> SET EXERCISE
Reproduce the entries below word for word, starting at the very first line and stopping after the line that contains "[(271, 244)]".
-- BEGIN DATA PROVIDED --
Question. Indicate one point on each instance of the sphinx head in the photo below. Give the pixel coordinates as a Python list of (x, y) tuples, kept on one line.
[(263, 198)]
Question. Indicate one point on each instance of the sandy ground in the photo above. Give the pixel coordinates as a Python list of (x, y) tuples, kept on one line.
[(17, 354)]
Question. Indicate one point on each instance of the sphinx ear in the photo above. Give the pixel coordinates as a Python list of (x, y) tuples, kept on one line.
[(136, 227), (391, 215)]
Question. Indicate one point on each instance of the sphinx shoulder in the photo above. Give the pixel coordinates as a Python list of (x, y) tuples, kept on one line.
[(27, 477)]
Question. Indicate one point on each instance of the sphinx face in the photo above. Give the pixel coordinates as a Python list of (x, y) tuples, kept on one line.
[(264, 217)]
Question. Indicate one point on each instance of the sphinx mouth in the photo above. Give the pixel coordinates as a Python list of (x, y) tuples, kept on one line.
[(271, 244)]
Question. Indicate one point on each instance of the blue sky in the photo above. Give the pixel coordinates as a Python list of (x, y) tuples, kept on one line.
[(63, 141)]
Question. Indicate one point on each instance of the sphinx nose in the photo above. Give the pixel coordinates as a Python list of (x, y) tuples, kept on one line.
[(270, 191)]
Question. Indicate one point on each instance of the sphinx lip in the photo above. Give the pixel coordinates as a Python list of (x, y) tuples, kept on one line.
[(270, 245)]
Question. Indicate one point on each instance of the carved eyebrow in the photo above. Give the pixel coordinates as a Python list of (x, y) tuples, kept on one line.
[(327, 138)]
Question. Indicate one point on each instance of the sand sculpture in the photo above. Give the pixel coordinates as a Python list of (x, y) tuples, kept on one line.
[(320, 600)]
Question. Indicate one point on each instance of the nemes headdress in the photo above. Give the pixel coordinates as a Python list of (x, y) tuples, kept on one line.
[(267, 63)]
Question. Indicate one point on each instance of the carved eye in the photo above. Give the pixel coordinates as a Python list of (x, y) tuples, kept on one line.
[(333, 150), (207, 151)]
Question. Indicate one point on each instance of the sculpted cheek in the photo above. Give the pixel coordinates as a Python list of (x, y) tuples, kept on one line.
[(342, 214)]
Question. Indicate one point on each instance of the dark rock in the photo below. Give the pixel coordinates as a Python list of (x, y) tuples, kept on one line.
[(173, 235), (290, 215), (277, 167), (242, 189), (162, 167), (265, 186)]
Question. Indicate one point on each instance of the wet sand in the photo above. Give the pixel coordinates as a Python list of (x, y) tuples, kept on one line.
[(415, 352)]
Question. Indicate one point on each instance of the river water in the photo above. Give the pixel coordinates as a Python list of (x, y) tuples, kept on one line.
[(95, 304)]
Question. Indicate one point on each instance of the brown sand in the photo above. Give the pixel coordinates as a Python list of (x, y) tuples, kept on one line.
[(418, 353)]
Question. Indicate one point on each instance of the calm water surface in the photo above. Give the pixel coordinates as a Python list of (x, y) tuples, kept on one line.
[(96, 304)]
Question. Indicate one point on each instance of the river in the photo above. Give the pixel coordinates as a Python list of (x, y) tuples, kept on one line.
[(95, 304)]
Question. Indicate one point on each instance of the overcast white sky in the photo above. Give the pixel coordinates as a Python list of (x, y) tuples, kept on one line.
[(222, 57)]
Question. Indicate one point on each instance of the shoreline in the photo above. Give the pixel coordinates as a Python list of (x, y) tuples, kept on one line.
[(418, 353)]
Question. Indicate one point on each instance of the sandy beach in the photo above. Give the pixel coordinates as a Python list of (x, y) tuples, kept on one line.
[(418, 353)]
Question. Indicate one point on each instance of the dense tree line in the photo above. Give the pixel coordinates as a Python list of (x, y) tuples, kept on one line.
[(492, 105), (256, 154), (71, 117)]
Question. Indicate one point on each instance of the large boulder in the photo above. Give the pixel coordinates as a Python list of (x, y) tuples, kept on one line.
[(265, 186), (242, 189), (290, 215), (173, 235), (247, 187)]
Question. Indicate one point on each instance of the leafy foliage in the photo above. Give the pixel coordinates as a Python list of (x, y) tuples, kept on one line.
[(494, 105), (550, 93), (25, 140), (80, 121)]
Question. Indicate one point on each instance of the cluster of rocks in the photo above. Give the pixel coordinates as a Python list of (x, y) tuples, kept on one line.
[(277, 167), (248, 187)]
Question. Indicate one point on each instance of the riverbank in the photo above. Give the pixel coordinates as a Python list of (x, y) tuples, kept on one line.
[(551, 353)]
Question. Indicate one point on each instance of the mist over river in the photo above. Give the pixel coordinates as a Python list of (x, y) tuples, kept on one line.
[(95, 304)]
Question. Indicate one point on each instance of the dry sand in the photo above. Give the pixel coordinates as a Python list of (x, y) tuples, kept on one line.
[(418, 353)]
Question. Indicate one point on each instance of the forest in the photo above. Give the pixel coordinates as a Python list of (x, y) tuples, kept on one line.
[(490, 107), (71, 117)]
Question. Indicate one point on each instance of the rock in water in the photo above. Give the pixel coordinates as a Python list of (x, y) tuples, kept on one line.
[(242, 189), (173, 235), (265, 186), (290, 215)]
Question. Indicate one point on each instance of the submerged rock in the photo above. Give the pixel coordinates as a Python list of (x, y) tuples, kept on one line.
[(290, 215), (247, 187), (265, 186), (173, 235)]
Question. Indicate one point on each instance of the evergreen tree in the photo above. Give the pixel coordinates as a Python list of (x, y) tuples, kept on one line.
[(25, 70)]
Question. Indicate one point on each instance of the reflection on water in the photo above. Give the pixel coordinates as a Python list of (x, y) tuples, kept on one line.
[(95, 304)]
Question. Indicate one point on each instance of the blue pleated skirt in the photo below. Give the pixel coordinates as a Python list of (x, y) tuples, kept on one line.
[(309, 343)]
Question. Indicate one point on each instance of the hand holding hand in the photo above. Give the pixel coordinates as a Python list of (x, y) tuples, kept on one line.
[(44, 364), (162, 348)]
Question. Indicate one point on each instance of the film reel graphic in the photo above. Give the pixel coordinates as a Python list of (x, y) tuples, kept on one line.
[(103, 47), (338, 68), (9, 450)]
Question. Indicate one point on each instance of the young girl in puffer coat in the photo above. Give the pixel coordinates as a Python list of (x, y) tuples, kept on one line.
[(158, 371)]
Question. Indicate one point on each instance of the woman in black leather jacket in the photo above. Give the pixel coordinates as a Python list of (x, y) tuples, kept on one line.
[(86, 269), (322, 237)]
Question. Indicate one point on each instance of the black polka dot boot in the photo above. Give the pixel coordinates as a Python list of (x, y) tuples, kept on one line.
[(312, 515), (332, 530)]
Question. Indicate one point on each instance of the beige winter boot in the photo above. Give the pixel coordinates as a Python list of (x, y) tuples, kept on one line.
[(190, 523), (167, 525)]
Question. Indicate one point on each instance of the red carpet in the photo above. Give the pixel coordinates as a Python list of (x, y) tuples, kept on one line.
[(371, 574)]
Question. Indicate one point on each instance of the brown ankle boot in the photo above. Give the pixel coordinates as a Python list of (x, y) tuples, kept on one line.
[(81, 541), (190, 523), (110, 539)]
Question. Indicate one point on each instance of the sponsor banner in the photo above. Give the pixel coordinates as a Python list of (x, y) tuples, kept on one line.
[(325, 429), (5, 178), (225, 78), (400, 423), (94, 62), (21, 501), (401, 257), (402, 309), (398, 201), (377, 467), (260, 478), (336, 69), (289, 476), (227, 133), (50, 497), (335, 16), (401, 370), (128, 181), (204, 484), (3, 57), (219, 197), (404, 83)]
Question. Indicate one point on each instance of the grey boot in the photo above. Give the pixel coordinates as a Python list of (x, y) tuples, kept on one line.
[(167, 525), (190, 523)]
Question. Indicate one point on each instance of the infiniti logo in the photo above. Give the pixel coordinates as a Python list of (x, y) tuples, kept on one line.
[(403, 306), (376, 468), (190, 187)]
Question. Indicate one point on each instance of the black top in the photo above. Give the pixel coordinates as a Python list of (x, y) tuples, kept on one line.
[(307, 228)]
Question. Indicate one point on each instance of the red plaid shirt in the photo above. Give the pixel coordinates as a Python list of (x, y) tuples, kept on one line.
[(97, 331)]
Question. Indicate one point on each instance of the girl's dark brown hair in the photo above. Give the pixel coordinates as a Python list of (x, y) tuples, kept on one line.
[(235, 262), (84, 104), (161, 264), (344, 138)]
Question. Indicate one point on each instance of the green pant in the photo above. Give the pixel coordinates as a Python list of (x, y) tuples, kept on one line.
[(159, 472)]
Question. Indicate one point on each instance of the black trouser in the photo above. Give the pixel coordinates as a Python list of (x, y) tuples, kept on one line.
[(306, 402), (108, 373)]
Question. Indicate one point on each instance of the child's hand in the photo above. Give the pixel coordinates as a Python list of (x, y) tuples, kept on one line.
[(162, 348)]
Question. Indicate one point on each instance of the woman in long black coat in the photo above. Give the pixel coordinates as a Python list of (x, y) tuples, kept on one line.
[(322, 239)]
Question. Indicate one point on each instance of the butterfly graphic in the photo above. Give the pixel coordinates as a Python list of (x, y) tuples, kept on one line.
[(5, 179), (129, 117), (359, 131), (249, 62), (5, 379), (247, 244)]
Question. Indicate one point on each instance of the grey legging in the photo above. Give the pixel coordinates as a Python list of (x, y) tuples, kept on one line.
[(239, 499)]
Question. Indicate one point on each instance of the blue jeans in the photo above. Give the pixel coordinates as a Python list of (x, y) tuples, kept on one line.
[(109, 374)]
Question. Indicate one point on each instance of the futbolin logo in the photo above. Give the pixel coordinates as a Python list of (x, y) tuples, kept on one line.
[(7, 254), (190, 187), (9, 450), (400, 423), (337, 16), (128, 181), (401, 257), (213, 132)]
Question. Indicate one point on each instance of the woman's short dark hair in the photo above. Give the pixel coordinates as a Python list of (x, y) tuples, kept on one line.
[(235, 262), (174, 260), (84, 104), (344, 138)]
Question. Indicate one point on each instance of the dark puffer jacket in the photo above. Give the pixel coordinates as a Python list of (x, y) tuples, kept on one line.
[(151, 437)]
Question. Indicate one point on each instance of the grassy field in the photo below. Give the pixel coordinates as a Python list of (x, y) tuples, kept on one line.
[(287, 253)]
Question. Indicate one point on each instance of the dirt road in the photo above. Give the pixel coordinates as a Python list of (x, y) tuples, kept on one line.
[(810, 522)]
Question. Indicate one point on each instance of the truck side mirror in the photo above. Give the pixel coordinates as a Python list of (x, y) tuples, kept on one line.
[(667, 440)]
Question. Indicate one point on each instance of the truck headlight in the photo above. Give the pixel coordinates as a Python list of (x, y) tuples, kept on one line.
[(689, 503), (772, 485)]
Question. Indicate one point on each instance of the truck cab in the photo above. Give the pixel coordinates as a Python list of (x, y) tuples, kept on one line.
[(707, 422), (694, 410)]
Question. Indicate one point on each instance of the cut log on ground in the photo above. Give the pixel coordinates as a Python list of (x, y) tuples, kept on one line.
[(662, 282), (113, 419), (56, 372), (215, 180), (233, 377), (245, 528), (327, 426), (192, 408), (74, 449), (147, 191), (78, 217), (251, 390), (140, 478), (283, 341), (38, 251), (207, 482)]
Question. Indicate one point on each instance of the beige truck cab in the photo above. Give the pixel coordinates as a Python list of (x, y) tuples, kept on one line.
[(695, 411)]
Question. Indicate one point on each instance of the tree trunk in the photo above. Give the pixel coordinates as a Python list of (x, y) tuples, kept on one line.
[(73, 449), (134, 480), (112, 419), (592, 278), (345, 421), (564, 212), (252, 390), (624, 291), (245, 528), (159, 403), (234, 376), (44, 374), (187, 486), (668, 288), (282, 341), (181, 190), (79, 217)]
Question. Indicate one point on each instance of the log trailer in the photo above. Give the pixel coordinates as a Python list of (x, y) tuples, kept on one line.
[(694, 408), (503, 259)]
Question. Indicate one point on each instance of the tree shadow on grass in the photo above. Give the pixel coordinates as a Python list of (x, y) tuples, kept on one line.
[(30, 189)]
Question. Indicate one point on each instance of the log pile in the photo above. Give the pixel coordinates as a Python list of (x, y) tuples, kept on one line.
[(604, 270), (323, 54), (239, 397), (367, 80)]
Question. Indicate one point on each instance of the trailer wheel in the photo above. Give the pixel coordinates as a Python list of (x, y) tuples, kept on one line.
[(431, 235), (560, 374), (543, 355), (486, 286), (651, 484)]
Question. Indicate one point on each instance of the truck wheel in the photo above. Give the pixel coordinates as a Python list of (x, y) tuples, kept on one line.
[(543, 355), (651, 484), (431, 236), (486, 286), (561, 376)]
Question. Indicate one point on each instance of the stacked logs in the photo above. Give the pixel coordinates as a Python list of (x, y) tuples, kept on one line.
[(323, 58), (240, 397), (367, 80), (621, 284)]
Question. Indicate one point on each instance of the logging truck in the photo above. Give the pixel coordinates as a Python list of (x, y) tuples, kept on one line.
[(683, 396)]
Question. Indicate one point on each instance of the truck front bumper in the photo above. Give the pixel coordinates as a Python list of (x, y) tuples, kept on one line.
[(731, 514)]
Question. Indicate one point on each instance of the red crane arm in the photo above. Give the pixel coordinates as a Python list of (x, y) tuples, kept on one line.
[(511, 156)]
-- END DATA PROVIDED --
> EXERCISE ANSWER
Question. Indicate one point on each instance of the sphinx head in the photo below. Give the pixel coordinates as a Python list of (x, y) tuples, kept on one line.
[(263, 198)]
Question. Indicate one point on each instance of the sandy ground in the photo above. Give the pixel coordinates as a Python list of (x, y) tuples, kept on one line.
[(17, 354)]
Question. Indicate one point on each instance of the sphinx ear in the photo above. Give the pixel coordinates as a Python list of (x, y) tuples, kept on one line.
[(136, 227), (391, 215)]
Question. Indicate one point on each instance of the sphinx shoulder in the photo above. Give the pixel coordinates as a Python list of (x, y) tuples, kept on one line.
[(27, 477)]
Question. Indicate one point on each instance of the sphinx face in the photo above. Give the pixel coordinates as a Python list of (x, y) tuples, kept on one line.
[(264, 217)]
Question. Indicate one point on each instance of the sphinx mouth in the photo above. Give the pixel coordinates as a Python list of (x, y) tuples, kept on one line.
[(271, 244)]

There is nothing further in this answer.